--- start ---

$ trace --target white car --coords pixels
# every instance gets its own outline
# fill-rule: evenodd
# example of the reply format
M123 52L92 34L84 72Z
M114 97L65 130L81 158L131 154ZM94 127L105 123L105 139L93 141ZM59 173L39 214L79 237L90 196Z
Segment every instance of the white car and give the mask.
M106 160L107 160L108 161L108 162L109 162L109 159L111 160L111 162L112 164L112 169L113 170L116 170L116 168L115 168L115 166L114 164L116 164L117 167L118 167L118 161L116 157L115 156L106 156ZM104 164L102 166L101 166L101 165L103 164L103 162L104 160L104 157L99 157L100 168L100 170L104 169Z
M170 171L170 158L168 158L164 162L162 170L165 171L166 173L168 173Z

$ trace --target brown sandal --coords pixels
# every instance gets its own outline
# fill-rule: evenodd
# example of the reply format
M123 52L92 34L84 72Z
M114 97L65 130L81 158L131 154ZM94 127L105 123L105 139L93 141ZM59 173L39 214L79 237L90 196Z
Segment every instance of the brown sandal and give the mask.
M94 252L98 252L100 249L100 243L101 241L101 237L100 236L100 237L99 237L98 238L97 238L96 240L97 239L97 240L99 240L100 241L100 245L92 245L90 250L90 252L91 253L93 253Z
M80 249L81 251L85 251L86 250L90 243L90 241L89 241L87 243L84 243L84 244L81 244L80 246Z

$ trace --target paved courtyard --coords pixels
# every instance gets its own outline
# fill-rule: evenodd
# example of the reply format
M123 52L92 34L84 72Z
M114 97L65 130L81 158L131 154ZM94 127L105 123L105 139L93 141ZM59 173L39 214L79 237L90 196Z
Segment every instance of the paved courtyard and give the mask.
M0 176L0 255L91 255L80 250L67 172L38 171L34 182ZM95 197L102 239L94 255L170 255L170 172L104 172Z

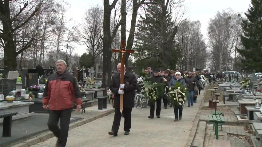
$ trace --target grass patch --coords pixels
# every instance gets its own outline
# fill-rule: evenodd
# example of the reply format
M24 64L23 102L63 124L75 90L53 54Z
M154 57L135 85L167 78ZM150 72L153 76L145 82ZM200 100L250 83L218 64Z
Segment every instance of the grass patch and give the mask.
M204 103L207 103L209 101L209 99L210 98L210 96L211 96L211 91L212 91L211 90L207 90L206 91L206 93L204 95ZM216 90L216 93L219 94L220 95L220 96L219 96L218 97L218 100L219 100L219 102L223 102L223 95L222 95L223 91L222 90ZM212 96L213 96L213 95L212 95ZM216 98L216 97L215 96L214 96L214 98Z

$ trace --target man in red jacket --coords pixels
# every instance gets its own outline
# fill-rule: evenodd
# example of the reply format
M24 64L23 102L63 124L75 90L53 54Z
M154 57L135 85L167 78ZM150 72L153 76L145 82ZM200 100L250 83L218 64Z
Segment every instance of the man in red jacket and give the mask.
M63 60L59 60L56 66L57 72L48 77L42 102L44 108L49 110L47 125L49 130L58 137L56 146L65 147L73 106L73 99L75 99L76 102L77 111L79 111L82 105L82 97L75 78L66 71L66 63ZM58 126L59 118L60 129Z

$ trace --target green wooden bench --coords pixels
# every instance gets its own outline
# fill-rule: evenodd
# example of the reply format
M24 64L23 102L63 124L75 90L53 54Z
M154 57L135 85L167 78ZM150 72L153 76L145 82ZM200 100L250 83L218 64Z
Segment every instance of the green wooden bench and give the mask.
M222 111L213 111L212 112L212 115L222 115L223 116L224 116L224 113L223 113ZM221 130L223 130L223 125L221 123L218 123L218 126L221 127ZM215 128L215 123L214 124L214 125L213 125L213 130L214 130L214 128Z
M215 112L216 114L216 111ZM224 117L222 115L210 114L208 115L209 121L213 122L215 126L215 134L216 135L216 139L218 139L218 123L224 123L225 120ZM213 126L213 128L214 128ZM222 126L221 129L222 129Z

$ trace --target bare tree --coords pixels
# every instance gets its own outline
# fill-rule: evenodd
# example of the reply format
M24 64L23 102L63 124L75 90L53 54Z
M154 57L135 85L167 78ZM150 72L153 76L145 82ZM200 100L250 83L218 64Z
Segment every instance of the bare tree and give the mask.
M189 20L184 21L179 26L176 39L181 55L179 61L181 69L185 67L185 69L192 70L192 63L195 68L205 67L206 47L201 26L199 21Z
M102 52L102 42L101 37L103 34L103 12L97 5L85 11L80 27L75 27L78 34L82 38L87 48L88 51L92 54L93 60ZM94 67L96 67L94 62Z
M56 9L57 10L57 17L55 21L55 25L56 30L55 34L56 37L56 55L58 55L59 52L63 49L61 47L64 43L66 42L65 36L66 32L68 30L68 26L66 24L71 21L72 19L68 19L66 15L66 12L70 7L70 5L68 2L63 0L61 3L57 3ZM55 60L58 59L57 57L55 57Z
M16 51L14 33L27 23L41 11L42 0L29 0L23 3L18 1L3 1L0 2L0 19L2 29L0 29L1 43L4 48L4 61L6 68L11 71L16 70L17 57L22 51L31 45L33 40L28 42L24 46ZM15 5L19 8L19 11L12 12L10 5Z
M233 63L231 56L239 37L238 15L232 9L218 12L209 21L208 29L208 45L216 71L227 71Z

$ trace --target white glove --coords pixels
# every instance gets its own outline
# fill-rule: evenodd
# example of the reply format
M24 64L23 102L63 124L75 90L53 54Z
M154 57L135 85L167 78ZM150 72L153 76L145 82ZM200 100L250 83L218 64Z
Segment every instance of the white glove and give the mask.
M124 89L125 88L125 84L121 84L119 85L119 89Z
M124 93L125 93L125 92L123 90L118 89L118 94L120 95L123 95Z

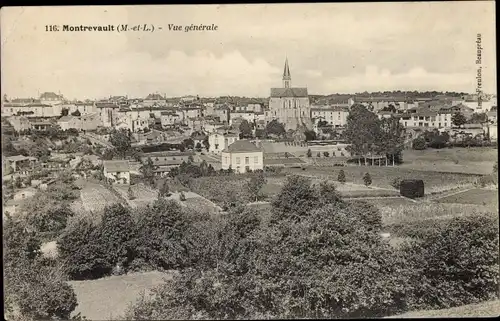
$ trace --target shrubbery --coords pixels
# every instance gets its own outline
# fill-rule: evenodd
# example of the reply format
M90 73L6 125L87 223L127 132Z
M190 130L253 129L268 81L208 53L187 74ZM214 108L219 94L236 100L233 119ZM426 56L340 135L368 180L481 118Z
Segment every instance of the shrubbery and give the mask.
M466 216L428 228L404 247L410 309L443 309L498 293L498 216Z
M405 179L399 184L399 192L408 198L418 198L424 196L424 181L421 179Z
M425 139L422 137L415 138L412 141L411 146L415 150L424 150L427 148L427 144L425 142Z

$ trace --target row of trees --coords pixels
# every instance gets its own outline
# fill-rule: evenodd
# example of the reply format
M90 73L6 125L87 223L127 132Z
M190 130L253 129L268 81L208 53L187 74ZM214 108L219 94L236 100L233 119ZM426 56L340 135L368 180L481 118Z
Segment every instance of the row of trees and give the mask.
M365 165L367 156L378 155L390 158L393 165L400 162L404 134L404 127L397 118L379 119L363 105L351 107L344 132L351 155L359 157L359 164L364 158Z
M293 176L270 211L236 207L203 224L205 255L128 319L381 317L498 291L498 217L457 218L394 248L374 206Z
M8 221L4 243L6 294L39 319L67 319L76 307L62 277L42 278L62 263L73 279L177 269L129 309L134 320L380 317L498 291L497 216L457 218L394 248L377 208L299 176L269 209L236 205L209 216L163 198L140 210L107 207L99 221L71 220L52 265L39 259L37 232L18 223Z

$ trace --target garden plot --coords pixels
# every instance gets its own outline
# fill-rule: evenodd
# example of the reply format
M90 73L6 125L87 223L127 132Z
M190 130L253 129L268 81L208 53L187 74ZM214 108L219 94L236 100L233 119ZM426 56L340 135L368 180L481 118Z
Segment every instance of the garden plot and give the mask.
M432 167L429 167L433 169ZM479 175L464 173L443 173L433 170L414 170L400 166L343 166L343 167L309 167L305 171L297 168L285 168L290 174L315 176L318 179L331 179L336 181L340 170L343 170L348 183L363 185L363 175L370 173L372 186L392 188L394 179L421 179L424 181L426 192L431 188L449 185L460 185L474 182Z
M436 200L438 203L491 205L498 207L498 190L474 188Z
M93 213L104 210L106 206L122 203L122 200L107 188L94 183L85 184L85 187L80 191L80 199L83 209Z
M128 189L132 190L133 200L129 199ZM120 195L127 200L127 203L133 207L142 207L151 204L158 198L158 191L152 189L142 183L136 185L114 185L114 190L116 190Z
M147 293L171 278L172 273L143 272L68 282L78 300L73 314L81 313L89 320L116 320L124 315L130 303L139 299L142 291Z

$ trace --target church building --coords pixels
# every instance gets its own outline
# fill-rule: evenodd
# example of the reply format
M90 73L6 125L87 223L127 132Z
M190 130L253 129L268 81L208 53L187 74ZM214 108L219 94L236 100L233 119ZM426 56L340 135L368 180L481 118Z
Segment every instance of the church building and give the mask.
M311 107L307 88L292 87L292 76L285 60L283 87L271 88L267 121L276 119L285 126L285 130L311 128Z

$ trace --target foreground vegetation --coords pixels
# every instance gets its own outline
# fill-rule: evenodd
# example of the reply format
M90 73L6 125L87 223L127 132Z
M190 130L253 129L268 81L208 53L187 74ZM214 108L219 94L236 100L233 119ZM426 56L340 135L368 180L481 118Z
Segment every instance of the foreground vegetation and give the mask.
M41 256L35 227L8 219L6 295L28 318L69 318L77 302L66 280L175 269L124 318L377 317L497 297L498 216L489 209L415 221L397 248L381 236L383 211L343 200L328 182L290 176L270 207L226 210L198 213L162 197L144 209L108 206L98 222L58 228L54 260ZM43 269L59 273L40 280Z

--- end ---

- **Given instruction**
Rewrite the stretch from the first line through the line containing "Segment every instance of the white car", changing "outline" to "contour" and keeping everything else the same.

- **Solution for this problem**
$ trace --target white car --coords pixels
# every instance gets its own contour
# fill-rule: evenodd
# example of the reply format
M123 52L92 34L84 72Z
M114 97L65 130L81 158L131 154ZM94 127L105 123L105 139L93 141ZM59 173L39 214L79 237L90 196Z
Segment every instance of the white car and give the mask.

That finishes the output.